START WORKING DATA

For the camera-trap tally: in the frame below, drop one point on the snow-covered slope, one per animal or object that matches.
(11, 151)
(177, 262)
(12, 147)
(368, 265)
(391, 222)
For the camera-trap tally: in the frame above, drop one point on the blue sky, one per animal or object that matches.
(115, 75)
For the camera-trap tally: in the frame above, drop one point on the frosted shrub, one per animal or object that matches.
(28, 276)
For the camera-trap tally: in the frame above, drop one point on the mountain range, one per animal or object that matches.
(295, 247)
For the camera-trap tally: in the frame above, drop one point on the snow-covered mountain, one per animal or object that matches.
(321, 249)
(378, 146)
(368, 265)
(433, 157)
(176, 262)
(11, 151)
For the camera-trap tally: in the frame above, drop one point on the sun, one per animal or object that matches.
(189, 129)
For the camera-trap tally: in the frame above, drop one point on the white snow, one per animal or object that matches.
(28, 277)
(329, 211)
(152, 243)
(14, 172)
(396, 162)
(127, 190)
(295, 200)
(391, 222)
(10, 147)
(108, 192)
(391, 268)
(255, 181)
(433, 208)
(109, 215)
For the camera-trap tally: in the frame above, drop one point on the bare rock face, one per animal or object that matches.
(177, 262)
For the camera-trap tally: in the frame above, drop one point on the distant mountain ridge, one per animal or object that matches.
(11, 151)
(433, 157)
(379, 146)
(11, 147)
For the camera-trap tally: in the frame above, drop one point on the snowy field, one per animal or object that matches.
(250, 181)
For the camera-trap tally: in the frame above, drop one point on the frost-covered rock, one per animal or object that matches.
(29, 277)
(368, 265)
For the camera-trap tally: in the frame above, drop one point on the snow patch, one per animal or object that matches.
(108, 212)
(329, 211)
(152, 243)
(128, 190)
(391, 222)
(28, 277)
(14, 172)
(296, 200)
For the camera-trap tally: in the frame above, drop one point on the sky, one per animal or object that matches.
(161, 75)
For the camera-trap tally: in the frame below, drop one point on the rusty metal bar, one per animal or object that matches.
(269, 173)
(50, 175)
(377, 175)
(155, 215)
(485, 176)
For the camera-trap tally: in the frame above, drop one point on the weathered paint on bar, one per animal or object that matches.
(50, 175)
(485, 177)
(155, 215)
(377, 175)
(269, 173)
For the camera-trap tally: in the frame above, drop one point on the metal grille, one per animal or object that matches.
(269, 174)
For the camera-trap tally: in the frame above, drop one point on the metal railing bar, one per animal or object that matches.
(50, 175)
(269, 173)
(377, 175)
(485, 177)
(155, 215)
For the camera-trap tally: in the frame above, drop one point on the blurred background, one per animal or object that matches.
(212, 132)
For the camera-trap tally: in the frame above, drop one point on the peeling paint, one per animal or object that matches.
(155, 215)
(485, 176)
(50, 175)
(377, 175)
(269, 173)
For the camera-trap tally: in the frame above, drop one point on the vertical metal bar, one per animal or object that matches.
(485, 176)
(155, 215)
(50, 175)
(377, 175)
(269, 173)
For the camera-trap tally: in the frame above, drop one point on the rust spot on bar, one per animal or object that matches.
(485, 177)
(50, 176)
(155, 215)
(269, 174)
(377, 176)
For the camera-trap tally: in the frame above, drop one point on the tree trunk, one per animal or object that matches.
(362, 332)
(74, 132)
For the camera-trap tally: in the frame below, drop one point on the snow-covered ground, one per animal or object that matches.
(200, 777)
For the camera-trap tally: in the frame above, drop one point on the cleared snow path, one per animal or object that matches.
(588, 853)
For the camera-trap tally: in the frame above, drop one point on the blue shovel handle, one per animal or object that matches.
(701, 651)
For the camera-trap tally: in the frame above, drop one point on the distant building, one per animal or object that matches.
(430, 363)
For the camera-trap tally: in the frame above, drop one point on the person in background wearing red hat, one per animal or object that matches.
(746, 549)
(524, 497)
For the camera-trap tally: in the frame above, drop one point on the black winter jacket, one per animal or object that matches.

END WORKING DATA

EXERCISE INSTRUCTIONS:
Could you copy verbatim the part of the listing that begins with the line containing "trunk, one per animal or object that matches." and continues through the end of the listing?

WRITTEN RESPONSE:
For the camera-trap tally: in the frame above, drop one point on the tree trunk, one per animal or object that matches.
(362, 332)
(74, 132)
For the camera-trap tally: in the frame below, drop one point on the snow-covered ground, one per animal or object that matches.
(200, 777)
For the camera-trap tally: in the frame above, drop one point on the cleared snow path, one per animal or object that matches.
(588, 853)
For the camera-trap tally: in the frame above, drop one point on the blue shovel handle, one per animal or object that matches.
(701, 651)
For the camera-trap tally: in the frame above, drop one point on the distant building, one per animal or object that matches.
(430, 363)
For the camera-trap tally: in the frame above, drop one point on the person in background wearing red hat, one per animal or object that matches.
(746, 549)
(524, 497)
For the camera-trap tally: in the frame above, drop one point on the black winter jacket, one per animal or object that matches.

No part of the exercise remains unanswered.